Segment Start: Task material

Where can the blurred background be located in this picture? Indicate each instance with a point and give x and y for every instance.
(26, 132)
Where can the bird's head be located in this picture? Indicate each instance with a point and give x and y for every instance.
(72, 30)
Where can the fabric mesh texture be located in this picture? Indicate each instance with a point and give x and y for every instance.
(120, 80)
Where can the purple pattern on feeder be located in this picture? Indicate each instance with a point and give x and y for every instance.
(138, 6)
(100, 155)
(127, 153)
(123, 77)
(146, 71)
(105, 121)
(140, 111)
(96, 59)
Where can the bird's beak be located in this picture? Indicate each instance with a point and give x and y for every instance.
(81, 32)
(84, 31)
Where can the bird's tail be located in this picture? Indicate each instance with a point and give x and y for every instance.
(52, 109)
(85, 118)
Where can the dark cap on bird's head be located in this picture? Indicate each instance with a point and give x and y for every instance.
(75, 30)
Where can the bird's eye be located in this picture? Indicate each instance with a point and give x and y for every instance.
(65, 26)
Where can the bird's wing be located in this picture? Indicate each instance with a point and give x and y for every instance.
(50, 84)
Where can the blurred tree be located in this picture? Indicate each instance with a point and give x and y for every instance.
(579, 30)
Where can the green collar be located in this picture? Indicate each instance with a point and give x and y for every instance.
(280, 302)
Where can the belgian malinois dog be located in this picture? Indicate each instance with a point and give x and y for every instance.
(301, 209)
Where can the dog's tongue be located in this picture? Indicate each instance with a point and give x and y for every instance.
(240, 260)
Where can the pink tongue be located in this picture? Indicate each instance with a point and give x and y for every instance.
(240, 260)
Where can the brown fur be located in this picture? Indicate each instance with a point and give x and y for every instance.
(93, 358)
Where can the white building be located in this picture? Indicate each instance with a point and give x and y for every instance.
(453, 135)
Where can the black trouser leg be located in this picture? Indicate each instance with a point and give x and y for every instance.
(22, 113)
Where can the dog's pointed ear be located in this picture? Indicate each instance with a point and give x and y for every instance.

Segment End: Task material

Work item ▸ Each entry shown above should be copied out exactly.

Solution to this task ▸
Where can the blurred background be located in this picture? Indicate each instance with a point and give x and y for every instance.
(26, 132)
Where can the bird's head be located in this picture? Indicate each instance with a point and give x and y for every instance.
(72, 30)
Where can the fabric mesh texture be located in this picture? Indicate each instance with a point and give x and y for every instance.
(120, 80)
Where can the purple pattern on feeder be located in this picture? Indicate each instance with a point and give x and y for every instance.
(138, 6)
(100, 155)
(127, 153)
(123, 77)
(146, 71)
(105, 121)
(140, 111)
(96, 59)
Where can the bird's beak be located in this picture? Indicate each instance with a point and give x and y for every instance.
(81, 32)
(84, 31)
Where can the bird's tail be located in this picture? Indicate each instance with a point and give x and y for every instance.
(52, 109)
(85, 118)
Where can the dark cap on bird's head be located in this picture? Indicate each instance with a point and give x and y for every instance.
(75, 30)
Where can the bird's eye be located in this picture? Indicate each instance with a point and give x and y for every instance.
(65, 26)
Where can the bird's wing be located in this picture? Indicate each instance with a point and give x and y for every instance.
(50, 84)
Where can the blurred tree be located in this picture? Indicate each instance with a point and give x and y for every instance.
(579, 30)
Where can the green collar be located in this picture? Indicate each instance with a point and give x and y for every instance.
(280, 302)
Where can the belgian malinois dog be located in this picture? Indicate each instance with a point and give x and y for every instance.
(301, 209)
Where can the dog's tongue be located in this picture? Indicate each instance with a point and give x and y for every instance.
(240, 260)
Where can the pink tongue be located in this picture? Indicate each instance with a point and give x and y for every instance.
(240, 260)
Where can the brown fur be located in this picture? Indicate each instance with a point and give x and y for every instance.
(93, 358)
Where can the white building be located in this picture? Indicate each instance with a point and give x and y for every instance.
(453, 135)
Where can the black trouser leg be located in this picture? Indicate each instance with a point and give x and y for every instance.
(22, 113)
Where can the dog's pointed ear be located in this picture? Indicate each instance with a point and give x and y for every instance.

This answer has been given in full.